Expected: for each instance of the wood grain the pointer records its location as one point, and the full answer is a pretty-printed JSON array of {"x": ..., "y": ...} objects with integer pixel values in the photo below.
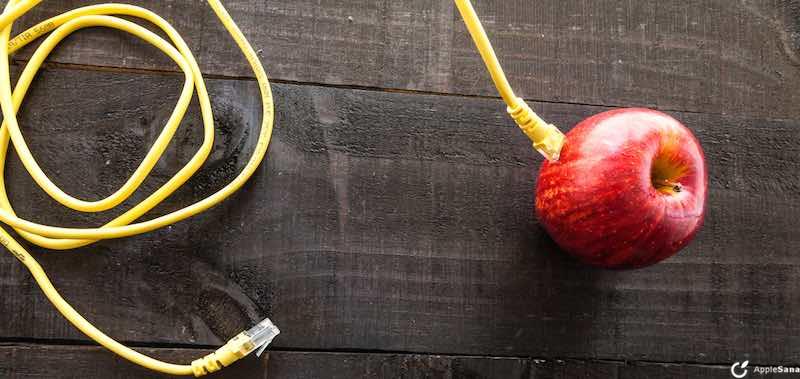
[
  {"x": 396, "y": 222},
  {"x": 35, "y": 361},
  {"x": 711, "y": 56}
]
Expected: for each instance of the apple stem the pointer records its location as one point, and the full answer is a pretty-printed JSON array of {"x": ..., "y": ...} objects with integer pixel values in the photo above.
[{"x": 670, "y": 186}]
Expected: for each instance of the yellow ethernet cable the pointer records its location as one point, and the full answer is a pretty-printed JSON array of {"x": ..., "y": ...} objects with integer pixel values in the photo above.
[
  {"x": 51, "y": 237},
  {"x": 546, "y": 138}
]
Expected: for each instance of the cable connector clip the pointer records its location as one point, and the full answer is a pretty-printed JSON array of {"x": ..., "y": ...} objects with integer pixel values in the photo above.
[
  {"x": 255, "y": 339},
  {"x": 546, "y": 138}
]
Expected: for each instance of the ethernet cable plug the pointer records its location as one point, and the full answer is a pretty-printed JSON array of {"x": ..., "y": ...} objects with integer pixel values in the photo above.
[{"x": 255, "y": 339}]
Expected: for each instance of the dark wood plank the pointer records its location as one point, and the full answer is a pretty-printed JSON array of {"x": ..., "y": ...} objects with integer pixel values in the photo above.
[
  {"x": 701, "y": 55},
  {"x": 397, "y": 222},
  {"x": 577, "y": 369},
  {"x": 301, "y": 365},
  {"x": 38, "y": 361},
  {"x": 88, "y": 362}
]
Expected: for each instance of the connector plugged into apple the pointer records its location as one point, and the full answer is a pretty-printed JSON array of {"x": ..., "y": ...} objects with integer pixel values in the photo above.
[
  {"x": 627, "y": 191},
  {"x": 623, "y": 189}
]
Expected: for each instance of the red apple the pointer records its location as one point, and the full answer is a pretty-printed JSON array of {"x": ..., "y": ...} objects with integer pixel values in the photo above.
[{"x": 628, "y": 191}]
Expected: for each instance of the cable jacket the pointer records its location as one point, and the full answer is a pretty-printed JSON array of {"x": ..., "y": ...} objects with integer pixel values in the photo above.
# # # #
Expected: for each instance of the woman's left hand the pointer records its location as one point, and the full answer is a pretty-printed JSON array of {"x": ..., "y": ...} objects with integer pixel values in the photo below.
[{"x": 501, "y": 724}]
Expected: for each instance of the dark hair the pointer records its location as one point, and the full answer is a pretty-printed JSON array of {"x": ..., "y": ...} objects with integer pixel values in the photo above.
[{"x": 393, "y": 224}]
# # # #
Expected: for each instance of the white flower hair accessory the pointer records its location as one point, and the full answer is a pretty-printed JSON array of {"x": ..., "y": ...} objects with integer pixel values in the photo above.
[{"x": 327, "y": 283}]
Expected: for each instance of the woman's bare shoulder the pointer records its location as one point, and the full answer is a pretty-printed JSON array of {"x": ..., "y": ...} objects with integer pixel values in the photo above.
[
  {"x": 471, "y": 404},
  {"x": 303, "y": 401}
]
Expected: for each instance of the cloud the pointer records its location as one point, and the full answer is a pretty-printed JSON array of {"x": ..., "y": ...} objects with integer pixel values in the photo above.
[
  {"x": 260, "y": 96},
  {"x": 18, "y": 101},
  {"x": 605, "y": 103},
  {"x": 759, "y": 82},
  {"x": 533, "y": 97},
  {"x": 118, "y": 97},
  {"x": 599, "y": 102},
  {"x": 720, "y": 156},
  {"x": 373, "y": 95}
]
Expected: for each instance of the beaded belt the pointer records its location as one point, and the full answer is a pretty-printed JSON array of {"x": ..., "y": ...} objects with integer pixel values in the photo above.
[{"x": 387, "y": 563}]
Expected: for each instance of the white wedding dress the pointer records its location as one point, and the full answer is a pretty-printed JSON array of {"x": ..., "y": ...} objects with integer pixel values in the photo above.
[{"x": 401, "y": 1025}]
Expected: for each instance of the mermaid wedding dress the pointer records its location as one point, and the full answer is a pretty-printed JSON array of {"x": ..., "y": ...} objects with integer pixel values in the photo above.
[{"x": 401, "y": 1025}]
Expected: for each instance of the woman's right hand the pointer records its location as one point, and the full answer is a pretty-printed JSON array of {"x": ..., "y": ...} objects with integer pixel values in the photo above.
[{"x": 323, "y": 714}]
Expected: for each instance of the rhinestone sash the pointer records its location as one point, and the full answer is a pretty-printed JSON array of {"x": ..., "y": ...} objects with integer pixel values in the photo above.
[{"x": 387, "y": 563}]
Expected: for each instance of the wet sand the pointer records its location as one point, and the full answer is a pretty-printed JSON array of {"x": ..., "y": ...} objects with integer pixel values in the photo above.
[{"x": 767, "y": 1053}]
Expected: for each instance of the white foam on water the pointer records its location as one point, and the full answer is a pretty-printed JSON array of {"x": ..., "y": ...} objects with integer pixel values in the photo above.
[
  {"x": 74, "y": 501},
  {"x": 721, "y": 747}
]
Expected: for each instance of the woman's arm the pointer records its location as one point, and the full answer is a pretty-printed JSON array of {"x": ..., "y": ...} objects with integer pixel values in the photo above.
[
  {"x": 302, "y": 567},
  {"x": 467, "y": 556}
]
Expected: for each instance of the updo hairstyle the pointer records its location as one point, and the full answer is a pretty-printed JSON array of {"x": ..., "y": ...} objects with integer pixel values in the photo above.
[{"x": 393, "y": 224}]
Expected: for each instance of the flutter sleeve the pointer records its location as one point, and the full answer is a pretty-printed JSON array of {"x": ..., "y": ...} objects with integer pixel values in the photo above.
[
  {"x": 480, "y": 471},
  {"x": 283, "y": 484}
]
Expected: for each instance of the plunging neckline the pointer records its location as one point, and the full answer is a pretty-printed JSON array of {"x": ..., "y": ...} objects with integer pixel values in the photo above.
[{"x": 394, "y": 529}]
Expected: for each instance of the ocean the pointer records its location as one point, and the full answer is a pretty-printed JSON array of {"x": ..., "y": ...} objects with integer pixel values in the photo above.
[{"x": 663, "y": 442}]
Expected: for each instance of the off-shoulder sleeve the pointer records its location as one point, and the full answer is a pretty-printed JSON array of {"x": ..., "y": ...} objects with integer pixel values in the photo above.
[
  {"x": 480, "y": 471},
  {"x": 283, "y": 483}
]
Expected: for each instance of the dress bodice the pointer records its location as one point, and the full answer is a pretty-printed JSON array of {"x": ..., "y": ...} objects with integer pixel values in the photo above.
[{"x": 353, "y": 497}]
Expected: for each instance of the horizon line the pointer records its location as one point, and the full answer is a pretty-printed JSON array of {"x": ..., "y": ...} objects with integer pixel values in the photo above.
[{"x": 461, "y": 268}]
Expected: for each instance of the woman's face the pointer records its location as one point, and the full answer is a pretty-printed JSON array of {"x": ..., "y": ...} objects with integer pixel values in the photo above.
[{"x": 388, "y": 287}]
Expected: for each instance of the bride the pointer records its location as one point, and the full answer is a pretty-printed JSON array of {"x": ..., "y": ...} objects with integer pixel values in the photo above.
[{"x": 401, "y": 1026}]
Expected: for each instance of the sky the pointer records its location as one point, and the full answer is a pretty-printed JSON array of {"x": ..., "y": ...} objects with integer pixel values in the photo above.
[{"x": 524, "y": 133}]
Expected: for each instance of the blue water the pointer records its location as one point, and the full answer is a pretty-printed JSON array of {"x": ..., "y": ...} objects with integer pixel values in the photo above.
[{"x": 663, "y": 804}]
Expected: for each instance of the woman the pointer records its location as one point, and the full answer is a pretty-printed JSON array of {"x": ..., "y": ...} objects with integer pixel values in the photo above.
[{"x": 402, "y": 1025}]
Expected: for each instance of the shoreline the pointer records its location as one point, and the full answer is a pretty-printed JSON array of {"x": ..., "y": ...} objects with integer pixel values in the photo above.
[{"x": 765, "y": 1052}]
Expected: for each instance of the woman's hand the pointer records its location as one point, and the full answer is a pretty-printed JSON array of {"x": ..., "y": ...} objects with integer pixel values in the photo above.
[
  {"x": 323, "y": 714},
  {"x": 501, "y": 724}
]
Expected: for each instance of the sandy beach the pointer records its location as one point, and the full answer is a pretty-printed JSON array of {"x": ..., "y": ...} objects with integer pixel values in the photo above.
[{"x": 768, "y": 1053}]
# # # #
◆ **Your objective**: Transcribe each line of the data above, unaltered, from the one where "Expected: for each instance of the cable connector" appears to the one where "Expected: for each instance of the cable jacket" appears, inclusive of both.

◆ **Solution to the problem**:
Expected: for each instance of the cable connector clip the pointer records its location as one point, and the full answer is a pretty-printed JSON array of {"x": ..., "y": ...} objects with integer pixel values in the photo above.
[
  {"x": 255, "y": 339},
  {"x": 546, "y": 138}
]
Expected: for each instance of the ethernet cable plug the pointer records its location as one point, and the full answer is a pretty-printed JSON array of {"x": ..., "y": ...} objects with integer pixel values in the photo above.
[{"x": 255, "y": 339}]
Expected: for each instance of the dark wood plank the pointer records its location as one point, and the full answer is a pretty-printed JSON array of {"x": ..., "y": ...} objects with integer pixel values in the photo above.
[
  {"x": 701, "y": 55},
  {"x": 397, "y": 222},
  {"x": 577, "y": 369},
  {"x": 301, "y": 365},
  {"x": 38, "y": 361},
  {"x": 88, "y": 362}
]
Expected: for each instance of the connector plugged into apple the pointer records its location as one point, and the full answer is a pretty-printed JSON array of {"x": ..., "y": ...} objects with integer pixel values in the photo above.
[
  {"x": 627, "y": 191},
  {"x": 623, "y": 189}
]
Expected: for each instance of the red apple the pointer records its location as one point, and the full answer is a pretty-printed JSON array of {"x": ..., "y": ...} objects with integer pixel values in the photo above.
[{"x": 628, "y": 191}]
Expected: for each instance of the cable jacket the pointer records its location as one point, and the full answer is a pretty-printed JSON array of {"x": ..., "y": ...} objects with integer pixel values in the photo above.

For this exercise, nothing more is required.